■ **TASK STATEMENT**
Below is a set of records; print all of them exactly as written.

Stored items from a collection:
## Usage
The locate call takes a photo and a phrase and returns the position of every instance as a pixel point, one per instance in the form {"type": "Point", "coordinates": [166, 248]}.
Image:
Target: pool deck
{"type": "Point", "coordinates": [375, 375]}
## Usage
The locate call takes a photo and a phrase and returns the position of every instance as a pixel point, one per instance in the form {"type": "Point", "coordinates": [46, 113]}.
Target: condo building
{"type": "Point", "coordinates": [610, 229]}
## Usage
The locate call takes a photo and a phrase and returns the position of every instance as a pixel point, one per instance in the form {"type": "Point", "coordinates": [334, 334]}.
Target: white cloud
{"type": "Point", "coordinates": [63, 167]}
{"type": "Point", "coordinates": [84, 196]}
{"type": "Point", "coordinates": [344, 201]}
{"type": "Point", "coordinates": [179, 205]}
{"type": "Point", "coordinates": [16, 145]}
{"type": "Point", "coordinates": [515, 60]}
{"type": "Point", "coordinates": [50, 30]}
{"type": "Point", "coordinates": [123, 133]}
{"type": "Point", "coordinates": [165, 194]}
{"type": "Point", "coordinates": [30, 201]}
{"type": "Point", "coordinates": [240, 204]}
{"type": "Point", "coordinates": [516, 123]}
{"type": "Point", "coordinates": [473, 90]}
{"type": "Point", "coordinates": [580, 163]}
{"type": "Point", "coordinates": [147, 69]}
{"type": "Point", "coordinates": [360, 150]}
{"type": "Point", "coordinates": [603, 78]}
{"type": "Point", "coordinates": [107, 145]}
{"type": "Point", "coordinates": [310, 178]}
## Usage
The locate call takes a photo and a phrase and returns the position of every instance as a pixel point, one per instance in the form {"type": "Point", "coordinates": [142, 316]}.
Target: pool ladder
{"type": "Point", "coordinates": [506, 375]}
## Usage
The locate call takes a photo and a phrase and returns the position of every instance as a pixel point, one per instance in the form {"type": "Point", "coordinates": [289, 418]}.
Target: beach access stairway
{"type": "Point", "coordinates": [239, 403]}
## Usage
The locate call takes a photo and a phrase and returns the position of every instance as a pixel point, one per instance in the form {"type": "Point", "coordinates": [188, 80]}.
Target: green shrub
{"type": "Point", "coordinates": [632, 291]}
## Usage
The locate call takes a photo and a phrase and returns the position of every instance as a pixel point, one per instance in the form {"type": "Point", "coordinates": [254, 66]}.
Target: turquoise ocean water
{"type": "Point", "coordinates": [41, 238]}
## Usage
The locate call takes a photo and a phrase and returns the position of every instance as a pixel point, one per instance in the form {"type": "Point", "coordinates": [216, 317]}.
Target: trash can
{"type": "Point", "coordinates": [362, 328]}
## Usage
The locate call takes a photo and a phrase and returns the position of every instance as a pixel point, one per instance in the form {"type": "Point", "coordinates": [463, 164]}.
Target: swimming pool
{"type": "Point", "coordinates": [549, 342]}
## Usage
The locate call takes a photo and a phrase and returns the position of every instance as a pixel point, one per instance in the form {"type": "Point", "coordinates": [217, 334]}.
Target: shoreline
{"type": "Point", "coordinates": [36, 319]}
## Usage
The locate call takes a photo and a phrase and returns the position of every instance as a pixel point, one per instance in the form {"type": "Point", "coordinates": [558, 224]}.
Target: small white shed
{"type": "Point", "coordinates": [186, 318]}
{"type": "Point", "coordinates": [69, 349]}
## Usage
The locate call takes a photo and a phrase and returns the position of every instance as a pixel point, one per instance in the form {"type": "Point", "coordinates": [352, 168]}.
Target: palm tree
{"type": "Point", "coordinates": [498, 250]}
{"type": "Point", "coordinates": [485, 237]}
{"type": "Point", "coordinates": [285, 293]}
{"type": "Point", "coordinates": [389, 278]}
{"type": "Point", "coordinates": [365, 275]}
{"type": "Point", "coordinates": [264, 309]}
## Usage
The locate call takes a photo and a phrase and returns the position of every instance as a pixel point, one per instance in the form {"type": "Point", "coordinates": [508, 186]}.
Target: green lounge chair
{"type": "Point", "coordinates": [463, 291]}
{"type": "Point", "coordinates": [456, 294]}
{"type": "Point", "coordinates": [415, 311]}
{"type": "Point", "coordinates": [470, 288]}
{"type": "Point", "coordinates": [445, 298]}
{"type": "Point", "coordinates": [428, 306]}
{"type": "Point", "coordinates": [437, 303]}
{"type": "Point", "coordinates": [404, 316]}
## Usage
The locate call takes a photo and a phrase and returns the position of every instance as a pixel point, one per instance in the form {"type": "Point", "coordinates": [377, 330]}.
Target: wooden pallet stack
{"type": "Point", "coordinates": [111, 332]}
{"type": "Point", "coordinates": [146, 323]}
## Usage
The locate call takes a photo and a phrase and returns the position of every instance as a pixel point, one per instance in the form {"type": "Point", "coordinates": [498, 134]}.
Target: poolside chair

■ **RESPONSE TO THE EXERCISE**
## Usage
The locate call takes a photo and a phrase and returns the position of every instance as a pixel point, one per instance in the form {"type": "Point", "coordinates": [166, 248]}.
Image:
Target: pool deck
{"type": "Point", "coordinates": [375, 375]}
## Usage
The locate call takes a photo and a phrase and returns the position of every instance as a pixel point, one per instance in the form {"type": "Point", "coordinates": [46, 113]}.
Target: condo building
{"type": "Point", "coordinates": [610, 229]}
## Usage
The locate call takes a photo and a phrase and returns the position of every instance as a pixel point, one per instance in the form {"type": "Point", "coordinates": [334, 334]}.
Target: white cloud
{"type": "Point", "coordinates": [63, 167]}
{"type": "Point", "coordinates": [84, 196]}
{"type": "Point", "coordinates": [344, 201]}
{"type": "Point", "coordinates": [179, 205]}
{"type": "Point", "coordinates": [16, 145]}
{"type": "Point", "coordinates": [515, 60]}
{"type": "Point", "coordinates": [50, 30]}
{"type": "Point", "coordinates": [123, 133]}
{"type": "Point", "coordinates": [165, 194]}
{"type": "Point", "coordinates": [30, 201]}
{"type": "Point", "coordinates": [240, 204]}
{"type": "Point", "coordinates": [516, 123]}
{"type": "Point", "coordinates": [473, 90]}
{"type": "Point", "coordinates": [580, 163]}
{"type": "Point", "coordinates": [147, 69]}
{"type": "Point", "coordinates": [360, 150]}
{"type": "Point", "coordinates": [603, 78]}
{"type": "Point", "coordinates": [107, 145]}
{"type": "Point", "coordinates": [310, 178]}
## Usage
The locate call takes a photo and a phrase and returns the position of every instance as a pixel point, one per instance in the form {"type": "Point", "coordinates": [142, 316]}.
Target: pool ladder
{"type": "Point", "coordinates": [506, 375]}
## Usage
The locate call takes a photo and a phrase and returns the position of every instance as a pixel point, one per instance in the form {"type": "Point", "coordinates": [289, 418]}.
Target: beach access stairway
{"type": "Point", "coordinates": [239, 403]}
## Usage
The locate call takes a photo and a phrase and returns the position of every instance as a pixel point, one per instance in the form {"type": "Point", "coordinates": [188, 80]}.
Target: green shrub
{"type": "Point", "coordinates": [632, 291]}
## Usage
The locate call takes a photo and a phrase and returns the position of every instance as a pixel point, one per instance in the form {"type": "Point", "coordinates": [254, 66]}.
Target: turquoise ocean water
{"type": "Point", "coordinates": [41, 238]}
## Usage
The locate call takes a photo and a phrase and returns the position of every instance as a pixel point, one per instance in the form {"type": "Point", "coordinates": [216, 317]}.
Target: trash can
{"type": "Point", "coordinates": [362, 328]}
## Usage
The locate call takes a photo and a phrase and returns the position of every instance as a pixel point, one per instance in the form {"type": "Point", "coordinates": [463, 164]}.
Target: swimming pool
{"type": "Point", "coordinates": [549, 342]}
## Usage
The locate call takes a photo and a phrase and returns the position of every instance as a pixel point, one per instance in the form {"type": "Point", "coordinates": [217, 334]}.
Target: shoreline
{"type": "Point", "coordinates": [36, 319]}
## Usage
The locate call takes a photo and a phrase and returns the position of every instance as a pixel point, one per instance in the form {"type": "Point", "coordinates": [558, 224]}.
Target: small white shed
{"type": "Point", "coordinates": [186, 318]}
{"type": "Point", "coordinates": [69, 349]}
## Usage
The locate call takes a photo and a phrase and returns the position of every instance as a pixel point, one per instance in the form {"type": "Point", "coordinates": [352, 168]}.
Target: palm tree
{"type": "Point", "coordinates": [498, 250]}
{"type": "Point", "coordinates": [485, 237]}
{"type": "Point", "coordinates": [285, 293]}
{"type": "Point", "coordinates": [389, 278]}
{"type": "Point", "coordinates": [365, 275]}
{"type": "Point", "coordinates": [264, 309]}
## Usage
The locate call takes a photo and a phrase and returns the position of every instance as a pixel point, one per instance in the form {"type": "Point", "coordinates": [508, 186]}.
Target: green lounge chair
{"type": "Point", "coordinates": [463, 291]}
{"type": "Point", "coordinates": [456, 294]}
{"type": "Point", "coordinates": [415, 311]}
{"type": "Point", "coordinates": [470, 288]}
{"type": "Point", "coordinates": [445, 298]}
{"type": "Point", "coordinates": [428, 306]}
{"type": "Point", "coordinates": [437, 303]}
{"type": "Point", "coordinates": [404, 316]}
## Usage
The locate call takes a photo and a phrase and returns the position of every instance as a pixel point, one per instance in the form {"type": "Point", "coordinates": [377, 330]}.
Target: wooden pallet stack
{"type": "Point", "coordinates": [111, 332]}
{"type": "Point", "coordinates": [146, 323]}
## Usage
The locate call takes a photo and a phrase and returns the position of every instance as a pixel point, one per instance in the form {"type": "Point", "coordinates": [498, 134]}.
Target: poolside chair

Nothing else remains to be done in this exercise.